▸ **Objective**
Copy each of the records below line by line, without changing anything.

● ● ● ●

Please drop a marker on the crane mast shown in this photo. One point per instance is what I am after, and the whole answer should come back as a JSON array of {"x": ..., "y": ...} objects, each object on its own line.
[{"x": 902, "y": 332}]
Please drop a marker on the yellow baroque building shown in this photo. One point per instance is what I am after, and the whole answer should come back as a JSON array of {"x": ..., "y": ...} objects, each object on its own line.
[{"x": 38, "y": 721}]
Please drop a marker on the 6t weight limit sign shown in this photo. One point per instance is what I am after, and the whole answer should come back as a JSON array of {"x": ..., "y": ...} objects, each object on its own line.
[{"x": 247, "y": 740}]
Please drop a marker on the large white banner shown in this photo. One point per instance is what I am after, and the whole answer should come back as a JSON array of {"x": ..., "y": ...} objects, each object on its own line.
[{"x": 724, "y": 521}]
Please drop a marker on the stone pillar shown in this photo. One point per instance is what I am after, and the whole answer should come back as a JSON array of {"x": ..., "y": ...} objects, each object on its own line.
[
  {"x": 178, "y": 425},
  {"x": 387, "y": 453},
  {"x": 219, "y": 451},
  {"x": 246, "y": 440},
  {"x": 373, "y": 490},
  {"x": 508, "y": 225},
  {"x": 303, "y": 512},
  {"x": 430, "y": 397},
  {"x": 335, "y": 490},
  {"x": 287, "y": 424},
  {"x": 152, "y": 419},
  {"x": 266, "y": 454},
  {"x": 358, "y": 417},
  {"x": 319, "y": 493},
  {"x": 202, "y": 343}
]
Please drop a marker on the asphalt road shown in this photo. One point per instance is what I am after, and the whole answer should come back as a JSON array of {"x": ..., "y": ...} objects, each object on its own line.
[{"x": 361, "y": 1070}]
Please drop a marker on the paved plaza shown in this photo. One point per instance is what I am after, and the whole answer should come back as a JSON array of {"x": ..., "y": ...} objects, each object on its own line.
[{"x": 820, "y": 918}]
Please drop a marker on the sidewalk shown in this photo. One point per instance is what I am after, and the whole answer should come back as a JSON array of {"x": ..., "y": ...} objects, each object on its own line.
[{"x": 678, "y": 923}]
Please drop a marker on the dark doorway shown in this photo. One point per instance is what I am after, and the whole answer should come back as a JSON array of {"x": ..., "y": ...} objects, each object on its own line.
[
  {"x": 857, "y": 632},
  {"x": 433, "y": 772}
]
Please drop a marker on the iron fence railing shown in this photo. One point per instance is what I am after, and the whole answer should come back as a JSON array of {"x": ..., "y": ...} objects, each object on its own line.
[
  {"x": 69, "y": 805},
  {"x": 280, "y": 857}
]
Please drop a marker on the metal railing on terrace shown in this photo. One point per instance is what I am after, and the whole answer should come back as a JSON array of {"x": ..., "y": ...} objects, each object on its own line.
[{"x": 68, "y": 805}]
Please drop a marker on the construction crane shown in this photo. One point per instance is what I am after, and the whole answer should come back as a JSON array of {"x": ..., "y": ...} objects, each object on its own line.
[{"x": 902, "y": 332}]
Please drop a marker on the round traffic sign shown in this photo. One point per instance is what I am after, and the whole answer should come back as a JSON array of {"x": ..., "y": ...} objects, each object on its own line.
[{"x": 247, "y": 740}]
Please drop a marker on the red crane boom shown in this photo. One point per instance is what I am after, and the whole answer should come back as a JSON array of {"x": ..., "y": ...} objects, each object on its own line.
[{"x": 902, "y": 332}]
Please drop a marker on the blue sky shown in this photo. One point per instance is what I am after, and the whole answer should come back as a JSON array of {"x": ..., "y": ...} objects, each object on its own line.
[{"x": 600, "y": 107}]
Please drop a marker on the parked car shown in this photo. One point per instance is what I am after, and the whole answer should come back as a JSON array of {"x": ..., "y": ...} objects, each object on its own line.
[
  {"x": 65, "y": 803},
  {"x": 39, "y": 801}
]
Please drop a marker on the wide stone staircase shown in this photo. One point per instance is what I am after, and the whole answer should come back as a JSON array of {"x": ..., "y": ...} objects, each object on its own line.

● ● ● ●

▸ **Task response**
Please drop a marker on the crane mast shown in this photo. One point per instance is what I am after, and the whole answer should come back as a JSON array of {"x": ..., "y": ...} objects, each object on its own line.
[{"x": 902, "y": 332}]
Please drop a marker on the yellow baroque building shown in this photo. One point per instance is what I am after, and the whole answer should come back as a JSON array of {"x": ..., "y": ...} objects, each object on its own line.
[{"x": 38, "y": 721}]
Please drop a marker on the 6t weight limit sign shown in this photo. One point per instance is what I am after, and the whole answer should come back as a JSON array of {"x": ..., "y": ...} objects, each object on its own line.
[{"x": 247, "y": 740}]
Please drop a marker on the large white banner shown in this photo. One point per instance is what I am after, and the whole answer should come back as a JSON array of {"x": ..., "y": ...} objects, each object on its own line.
[{"x": 724, "y": 521}]
Please drop a marker on the stone pillar shown in this photo. One point per instance is what I am after, and the whole answer should come back as a JSON array of {"x": ..., "y": ...} objects, each object on its own line.
[
  {"x": 178, "y": 425},
  {"x": 387, "y": 453},
  {"x": 219, "y": 451},
  {"x": 246, "y": 440},
  {"x": 373, "y": 490},
  {"x": 508, "y": 225},
  {"x": 303, "y": 512},
  {"x": 430, "y": 397},
  {"x": 335, "y": 490},
  {"x": 287, "y": 424},
  {"x": 152, "y": 419},
  {"x": 266, "y": 454},
  {"x": 358, "y": 417},
  {"x": 319, "y": 493},
  {"x": 202, "y": 343}
]
Please drop a marker on the asphalt road shown in this photo. One point per instance is what I am after, and the whole answer should come back as a JSON array of {"x": ..., "y": ...} objects, each object on its own line.
[{"x": 361, "y": 1070}]
Please drop a marker on the paved plaza shown in this photo. One point per instance is what I am after, and the whole answer should come back as a JSON array of {"x": ..., "y": ...} objects, each object on its own line.
[{"x": 820, "y": 918}]
Please drop a marker on the sidewalk shown in this photo. One point per instance is what I am after, and the whole answer should come back as a JSON array of {"x": ..., "y": ...} objects, each object on its own line.
[{"x": 678, "y": 923}]
Please drop a marker on the dark doorway shown in this photo. One point per instance is what I am after, and the whole answer should come back as a JSON array of {"x": ..., "y": ...} objects, each object on its own line.
[
  {"x": 857, "y": 632},
  {"x": 433, "y": 772}
]
Please drop a marker on the iron fence railing shown in this photo. One point per instance is what I am after, and the whole answer should come back as a JSON array of {"x": ..., "y": ...} objects, each object on its own line.
[
  {"x": 69, "y": 805},
  {"x": 280, "y": 857}
]
Please drop a marker on the metal railing on terrace shown in this photo. One point per instance is what I am after, and the whole answer should come back as a JSON array of {"x": ..., "y": ...} objects, each object on its own line.
[{"x": 68, "y": 805}]
Please drop a marker on the construction crane shown in this photo. One point per instance is what I am after, and the whole answer should come back as a JSON array of {"x": ..., "y": ...} objects, each object on its own line.
[{"x": 902, "y": 332}]
Please drop a marker on the round traffic sign shown in this photo. One point per instance is what I am after, and the whole answer should come back as a JSON array of {"x": ..., "y": ...} objects, each object on its own line.
[{"x": 247, "y": 740}]
Please drop a marker on the red crane boom shown in this photo. One point per instance is what I am after, and the whole answer should come back as a JSON array of {"x": ..., "y": ...} objects, each object on its own line.
[{"x": 902, "y": 332}]
Please drop a marker on the blue sky shown in this photo. One point per instance is what I am after, and the whole answer should come back as a JSON array of {"x": ..., "y": ...} objects, each object on its own line.
[{"x": 600, "y": 107}]
Please drop a marker on the parked car shown in this photo. One point per instance is what I am after, and the whole answer should come back as a JSON array of {"x": ..., "y": ...} objects, each object on its own line.
[
  {"x": 65, "y": 803},
  {"x": 39, "y": 801}
]
Please drop a marker on the wide stone staircase shown in this photo. One point per instance is what I am after, and the whole answer should come back as a JSON array of {"x": ..., "y": ...} objects, each object on its own line.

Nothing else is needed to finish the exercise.